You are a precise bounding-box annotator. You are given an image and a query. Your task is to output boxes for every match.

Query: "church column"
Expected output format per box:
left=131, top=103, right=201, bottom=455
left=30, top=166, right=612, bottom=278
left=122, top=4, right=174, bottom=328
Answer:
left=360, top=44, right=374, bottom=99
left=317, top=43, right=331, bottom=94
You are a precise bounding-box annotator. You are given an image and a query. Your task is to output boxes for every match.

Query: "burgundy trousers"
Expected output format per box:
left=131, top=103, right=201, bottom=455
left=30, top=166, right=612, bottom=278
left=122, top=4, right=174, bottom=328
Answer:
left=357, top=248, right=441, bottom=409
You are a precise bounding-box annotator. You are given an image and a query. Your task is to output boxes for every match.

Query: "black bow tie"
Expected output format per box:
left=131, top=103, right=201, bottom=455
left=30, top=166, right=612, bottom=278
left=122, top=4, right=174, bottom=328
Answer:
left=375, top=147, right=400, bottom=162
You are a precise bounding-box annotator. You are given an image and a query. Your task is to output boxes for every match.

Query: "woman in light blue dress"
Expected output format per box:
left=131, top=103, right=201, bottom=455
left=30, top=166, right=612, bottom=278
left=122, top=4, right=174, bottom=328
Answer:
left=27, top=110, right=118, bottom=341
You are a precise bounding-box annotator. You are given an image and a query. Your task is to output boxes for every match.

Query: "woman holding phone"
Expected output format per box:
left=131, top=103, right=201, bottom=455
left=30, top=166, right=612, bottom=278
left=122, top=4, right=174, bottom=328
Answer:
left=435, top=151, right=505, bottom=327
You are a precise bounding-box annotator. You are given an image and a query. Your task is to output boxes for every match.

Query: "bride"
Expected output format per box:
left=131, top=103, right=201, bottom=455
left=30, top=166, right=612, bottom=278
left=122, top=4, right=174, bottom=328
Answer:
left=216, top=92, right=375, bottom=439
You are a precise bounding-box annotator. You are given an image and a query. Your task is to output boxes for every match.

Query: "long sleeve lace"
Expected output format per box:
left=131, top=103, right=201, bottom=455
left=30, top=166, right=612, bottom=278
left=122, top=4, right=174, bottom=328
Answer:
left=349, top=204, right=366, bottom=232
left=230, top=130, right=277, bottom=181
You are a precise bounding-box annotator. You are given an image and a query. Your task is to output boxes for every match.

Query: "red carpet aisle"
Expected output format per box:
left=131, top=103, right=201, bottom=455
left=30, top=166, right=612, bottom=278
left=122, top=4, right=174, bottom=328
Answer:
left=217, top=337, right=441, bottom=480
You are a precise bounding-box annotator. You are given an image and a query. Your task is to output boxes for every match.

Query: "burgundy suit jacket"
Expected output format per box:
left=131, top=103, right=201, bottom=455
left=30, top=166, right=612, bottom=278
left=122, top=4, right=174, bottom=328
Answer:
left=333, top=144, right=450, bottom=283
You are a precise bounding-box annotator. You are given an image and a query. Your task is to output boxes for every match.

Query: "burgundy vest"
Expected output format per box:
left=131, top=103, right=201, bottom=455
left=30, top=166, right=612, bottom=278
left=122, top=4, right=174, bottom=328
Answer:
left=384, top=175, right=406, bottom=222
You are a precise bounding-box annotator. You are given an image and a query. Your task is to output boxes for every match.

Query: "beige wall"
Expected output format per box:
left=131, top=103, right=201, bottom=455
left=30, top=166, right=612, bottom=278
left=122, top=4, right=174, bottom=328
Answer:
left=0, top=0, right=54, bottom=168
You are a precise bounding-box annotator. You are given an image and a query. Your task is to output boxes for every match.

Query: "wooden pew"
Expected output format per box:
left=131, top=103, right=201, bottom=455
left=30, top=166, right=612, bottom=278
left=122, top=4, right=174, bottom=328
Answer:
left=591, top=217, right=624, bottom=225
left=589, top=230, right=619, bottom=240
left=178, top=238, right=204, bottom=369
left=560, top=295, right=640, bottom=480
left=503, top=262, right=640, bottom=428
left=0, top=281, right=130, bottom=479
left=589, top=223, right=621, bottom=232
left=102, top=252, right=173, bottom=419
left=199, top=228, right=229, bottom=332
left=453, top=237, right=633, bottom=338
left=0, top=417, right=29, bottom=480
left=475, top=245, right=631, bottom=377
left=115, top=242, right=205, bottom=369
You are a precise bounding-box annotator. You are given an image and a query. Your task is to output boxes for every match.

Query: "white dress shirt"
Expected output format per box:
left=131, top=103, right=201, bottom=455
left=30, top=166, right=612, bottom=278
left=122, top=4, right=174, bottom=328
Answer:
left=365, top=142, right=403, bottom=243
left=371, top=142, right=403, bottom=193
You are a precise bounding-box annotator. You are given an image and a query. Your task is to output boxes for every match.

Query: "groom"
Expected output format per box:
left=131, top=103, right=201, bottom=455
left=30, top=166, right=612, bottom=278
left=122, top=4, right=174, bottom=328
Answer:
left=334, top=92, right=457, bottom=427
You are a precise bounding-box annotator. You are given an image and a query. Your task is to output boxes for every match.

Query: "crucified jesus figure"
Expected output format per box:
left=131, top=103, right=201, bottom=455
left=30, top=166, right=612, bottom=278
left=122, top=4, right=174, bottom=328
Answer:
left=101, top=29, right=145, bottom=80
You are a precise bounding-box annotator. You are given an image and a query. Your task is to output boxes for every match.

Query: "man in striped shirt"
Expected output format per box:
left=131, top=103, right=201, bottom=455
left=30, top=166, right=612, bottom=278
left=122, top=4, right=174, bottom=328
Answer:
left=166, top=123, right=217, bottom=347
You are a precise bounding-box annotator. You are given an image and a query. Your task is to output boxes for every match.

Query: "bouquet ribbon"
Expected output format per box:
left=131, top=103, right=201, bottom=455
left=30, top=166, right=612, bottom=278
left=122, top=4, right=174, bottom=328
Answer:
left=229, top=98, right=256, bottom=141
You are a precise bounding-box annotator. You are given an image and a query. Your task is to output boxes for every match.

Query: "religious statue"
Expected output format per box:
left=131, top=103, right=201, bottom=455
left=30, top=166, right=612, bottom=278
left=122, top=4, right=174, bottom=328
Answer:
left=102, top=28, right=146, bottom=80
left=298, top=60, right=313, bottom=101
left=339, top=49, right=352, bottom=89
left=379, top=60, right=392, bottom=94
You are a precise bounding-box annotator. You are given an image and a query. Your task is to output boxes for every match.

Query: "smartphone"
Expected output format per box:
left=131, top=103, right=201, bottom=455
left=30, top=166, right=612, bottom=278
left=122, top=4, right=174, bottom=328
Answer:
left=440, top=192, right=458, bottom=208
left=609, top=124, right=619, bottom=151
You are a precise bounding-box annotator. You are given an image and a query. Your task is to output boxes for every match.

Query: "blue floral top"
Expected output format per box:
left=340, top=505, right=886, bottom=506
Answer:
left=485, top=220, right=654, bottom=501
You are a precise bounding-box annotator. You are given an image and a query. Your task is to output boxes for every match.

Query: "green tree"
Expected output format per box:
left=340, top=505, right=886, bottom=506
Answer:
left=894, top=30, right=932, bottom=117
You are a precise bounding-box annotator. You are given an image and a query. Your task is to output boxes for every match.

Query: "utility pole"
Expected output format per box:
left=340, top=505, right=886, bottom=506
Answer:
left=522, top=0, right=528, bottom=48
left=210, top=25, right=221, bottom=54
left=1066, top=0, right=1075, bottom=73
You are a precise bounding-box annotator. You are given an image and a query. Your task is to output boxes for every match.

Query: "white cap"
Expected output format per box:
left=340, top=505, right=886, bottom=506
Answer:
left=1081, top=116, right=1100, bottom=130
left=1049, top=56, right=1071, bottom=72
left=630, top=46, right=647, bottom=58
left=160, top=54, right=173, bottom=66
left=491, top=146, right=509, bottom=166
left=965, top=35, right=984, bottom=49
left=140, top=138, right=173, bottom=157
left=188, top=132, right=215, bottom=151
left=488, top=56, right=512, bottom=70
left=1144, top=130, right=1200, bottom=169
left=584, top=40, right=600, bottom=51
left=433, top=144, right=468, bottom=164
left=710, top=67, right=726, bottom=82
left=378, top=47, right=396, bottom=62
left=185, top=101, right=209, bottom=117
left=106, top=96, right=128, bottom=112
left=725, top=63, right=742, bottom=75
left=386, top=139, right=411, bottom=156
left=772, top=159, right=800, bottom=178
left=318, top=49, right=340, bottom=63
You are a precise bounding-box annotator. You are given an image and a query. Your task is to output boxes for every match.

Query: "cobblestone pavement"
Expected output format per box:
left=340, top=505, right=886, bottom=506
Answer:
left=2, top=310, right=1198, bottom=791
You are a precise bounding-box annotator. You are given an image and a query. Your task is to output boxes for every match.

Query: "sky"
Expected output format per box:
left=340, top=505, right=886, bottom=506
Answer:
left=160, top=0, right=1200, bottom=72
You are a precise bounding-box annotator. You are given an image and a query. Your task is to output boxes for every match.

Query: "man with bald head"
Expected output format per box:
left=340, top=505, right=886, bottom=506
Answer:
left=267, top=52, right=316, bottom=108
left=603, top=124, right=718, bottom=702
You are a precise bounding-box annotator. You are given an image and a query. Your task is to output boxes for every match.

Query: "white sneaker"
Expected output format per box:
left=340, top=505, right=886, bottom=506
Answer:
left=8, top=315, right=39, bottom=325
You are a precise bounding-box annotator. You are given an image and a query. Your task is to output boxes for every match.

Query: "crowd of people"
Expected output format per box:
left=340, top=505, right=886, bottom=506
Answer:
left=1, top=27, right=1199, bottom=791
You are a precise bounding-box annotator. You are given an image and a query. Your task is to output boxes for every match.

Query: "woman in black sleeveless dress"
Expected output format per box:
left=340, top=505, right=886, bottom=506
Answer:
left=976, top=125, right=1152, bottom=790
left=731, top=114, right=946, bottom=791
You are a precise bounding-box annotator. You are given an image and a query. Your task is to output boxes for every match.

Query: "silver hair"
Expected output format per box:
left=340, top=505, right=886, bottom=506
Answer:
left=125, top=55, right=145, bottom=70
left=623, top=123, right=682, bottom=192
────
WHAT THE EXERCISE ASKS
Wherever "white" turns up in the records, copy the whole line.

RESPONSE TO THE EXERCISE
Query: "white dress shirt"
Query: "white cap"
Query: "white sneaker"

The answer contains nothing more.